## WHAT NEEDS TO BE DONE
May I have the line containing "Agricultural drone survey: scan the aerial photo for person's" and every line after it through the end of the data, repeated exactly and with no other lines?

## RECORDS PROVIDED
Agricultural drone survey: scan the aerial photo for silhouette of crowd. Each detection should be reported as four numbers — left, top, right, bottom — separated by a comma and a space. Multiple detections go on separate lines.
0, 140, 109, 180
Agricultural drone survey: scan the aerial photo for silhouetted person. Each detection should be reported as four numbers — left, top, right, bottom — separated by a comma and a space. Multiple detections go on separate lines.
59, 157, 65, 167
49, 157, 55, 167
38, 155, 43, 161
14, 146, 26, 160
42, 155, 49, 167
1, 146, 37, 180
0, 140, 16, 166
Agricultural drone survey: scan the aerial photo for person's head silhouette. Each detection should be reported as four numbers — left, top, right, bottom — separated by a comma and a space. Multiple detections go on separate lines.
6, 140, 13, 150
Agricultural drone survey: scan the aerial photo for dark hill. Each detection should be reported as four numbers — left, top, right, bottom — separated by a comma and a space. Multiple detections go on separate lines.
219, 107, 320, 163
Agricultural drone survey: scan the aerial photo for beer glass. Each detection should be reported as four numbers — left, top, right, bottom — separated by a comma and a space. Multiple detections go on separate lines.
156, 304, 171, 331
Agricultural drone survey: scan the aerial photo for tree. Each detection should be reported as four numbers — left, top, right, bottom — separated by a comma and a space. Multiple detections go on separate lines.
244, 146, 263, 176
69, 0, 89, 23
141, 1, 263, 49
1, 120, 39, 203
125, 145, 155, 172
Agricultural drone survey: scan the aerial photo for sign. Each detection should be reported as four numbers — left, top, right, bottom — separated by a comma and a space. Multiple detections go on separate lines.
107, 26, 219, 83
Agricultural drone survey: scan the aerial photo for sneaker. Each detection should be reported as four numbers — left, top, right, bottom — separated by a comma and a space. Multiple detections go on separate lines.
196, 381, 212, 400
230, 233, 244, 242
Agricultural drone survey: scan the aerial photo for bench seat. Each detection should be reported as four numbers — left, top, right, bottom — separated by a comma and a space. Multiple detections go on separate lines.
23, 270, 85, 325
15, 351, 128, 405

## SOLVED EXERCISE
Agricultural drone survey: scan the aerial photo for person's head silhouette. Each detection should be reported as four numbers — left, top, right, bottom — separated by a comma and a space. Multiple detections go on separate lines.
6, 140, 13, 150
Agricultural drone survey: scan the aerial photo for dark hill. Each detection should be reported as four numbers — left, top, right, bottom — separated by a comma and a space. Multiple detections go on separate lines.
219, 107, 320, 163
Agricultural drone survey: scan the aerial photo for beer glass. Each detection should be reported as four numbers — left, top, right, bottom — separated by a comma and a space. Multiple detections go on separate lines.
156, 304, 171, 331
Agricultural drone survey: scan the aerial photo for tree. Each detection should be reported as four numbers — left, top, right, bottom — separated by a comma and a space. Multiple detections go on separate lines.
244, 146, 263, 176
69, 0, 89, 23
141, 1, 263, 49
1, 120, 39, 203
125, 145, 155, 172
Agricultural drone survey: scan the aerial photo for sign. Each detection should be reported as four numbers — left, top, right, bottom — separated by a comma and a space. Multiple detections go on separate lines.
107, 26, 219, 83
Agricultural drone survey: scan the aerial photo for sneaker. Each detection should be reported as four numbers — left, top, right, bottom — separated by a comma and a space. Multiple detections go on separate lines.
196, 381, 212, 400
230, 233, 244, 242
Agricultural drone survey: scan the aerial photo for bench seat. Each detection should be reported as four numbers — left, top, right, bottom — separated by a comma and a space. Multiple detections go on separate lines.
23, 270, 85, 325
15, 351, 128, 405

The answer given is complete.